He does have an agenda now, though it’s not a political one. It’s the chasing of those strokes to his ego that his alt-right audience gives him every time he says something they like.
I mean that’s fair. It may not even be ego, might be money. But the point stands either way.
wouldnt be the first time hard right wingers were found out to be only in it for the money. tucker carlson’s leaked texts and emails come to mind. or all of ann culters college law papers that were pretty moderate. grift the rubes, never fails.
he definitely puts his own agenda into his show. like, with COVID, he only invited guests with one opinion. he picked the anecdotes and every part of the show that wasn’t pure interview. he very very clearly and strongly wanted to push that vaccines are bad and COVID is overblown. that was not a guest doing that.
Only segment of his show I ever saw was Bill Burr calling him a Knuckle Scrapper when masks were brought up, lol.
JR lost touch with reality a few years ago. Hosts nonsense guests on his show who spread BS. To debate him, you simply require a brain and any simple reasoning skills.
I think you need to take a few steps back and really think about what you are asking. If your husband is a fan and regular listener to a source you are so adamant against, that even giving him a view is a concern, then do you and your husband have the same values?
I am so sorry to say this but your post is just littered with red flags. Sis, he isn’t hard to argue with, the man just doesn’t care what you think. If he did why isn’t this a discussion and not an argument where he shuts you/your concerns down? I would say that making yourself informed about the specifics of Joe Rogan matters more than his view count going up by 1. But frankly, you probably aren’t going to like anything you hear (Because Rogan is a pig who washes conspiracies/bigotry as “just debate lol”). But since your husband knows you won’t approve, that is why he is brushing you off.
This sounds like a really rough position to be in. I’ve been there with some of my past relationships so I am sending you all the warmth and strength I can muster! Big hugs!
So many assumptions based on so little information.

▸ **Requirement**
Copy the comment thread from "he definitely puts" up to and including "simple reasoning skills.", replacing "COVID" with "the pandemic" everywhere it occurs. Rely on the comment thread alone.

▸ **Dataset section**
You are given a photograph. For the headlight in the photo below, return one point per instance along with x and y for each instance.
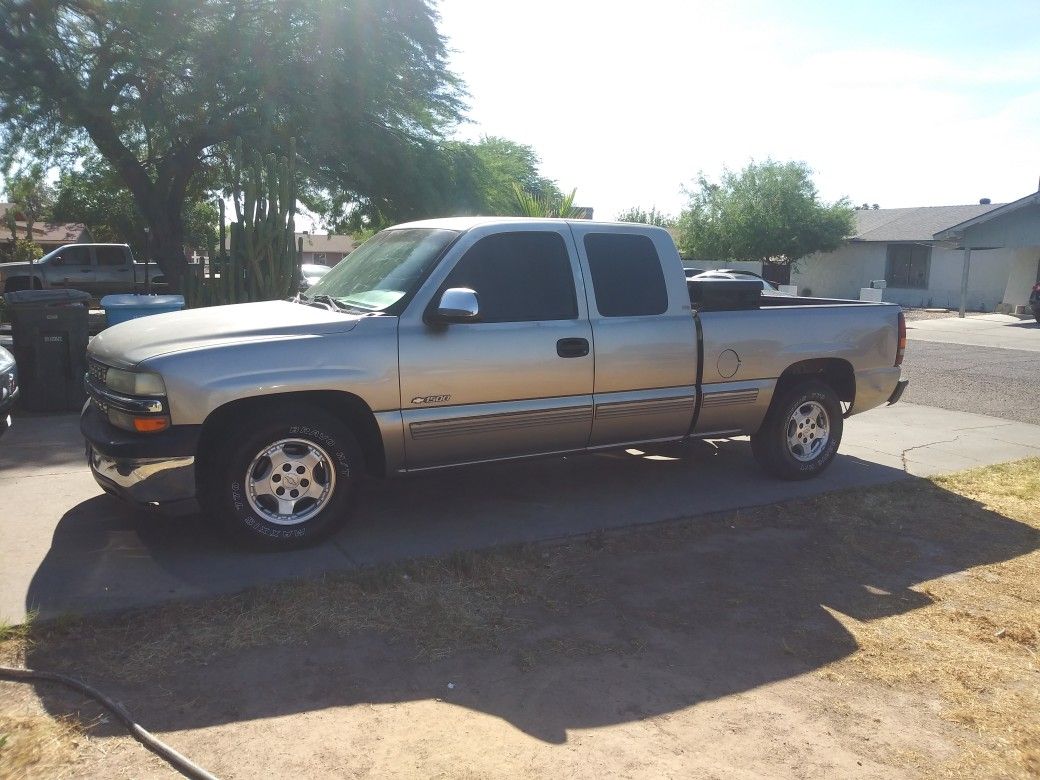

▸ **Response box**
he definitely puts his own agenda into his show. like, with the pandemic, he only invited guests with one opinion. he picked the anecdotes and every part of the show that wasn’t pure interview. he very very clearly and strongly wanted to push that vaccines are bad and the pandemic is overblown. that was not a guest doing that.
Only segment of his show I ever saw was Bill Burr calling him a Knuckle Scrapper when masks were brought up, lol.
JR lost touch with reality a few years ago. Hosts nonsense guests on his show who spread BS. To debate him, you simply require a brain and any simple reasoning skills.